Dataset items
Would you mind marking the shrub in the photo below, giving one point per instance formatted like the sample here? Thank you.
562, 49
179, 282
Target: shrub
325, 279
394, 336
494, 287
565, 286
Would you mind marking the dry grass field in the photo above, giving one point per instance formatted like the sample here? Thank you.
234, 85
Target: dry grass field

---

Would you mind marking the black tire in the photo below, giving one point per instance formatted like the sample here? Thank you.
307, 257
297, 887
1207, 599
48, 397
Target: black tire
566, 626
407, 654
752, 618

=== TASK REQUIREMENTS ===
Of all the entries above, repeat only the lines from the line that has "Target: shrub" to the line that has "Target: dry grass field", both lines included, exactly.

=== EXERCISE RESULT ===
Target: shrub
325, 279
394, 336
494, 287
565, 286
Would you mind marking the dry grass field in the photo above, giving one point per instance formatted like the sample here? Thank you.
234, 85
Target: dry grass field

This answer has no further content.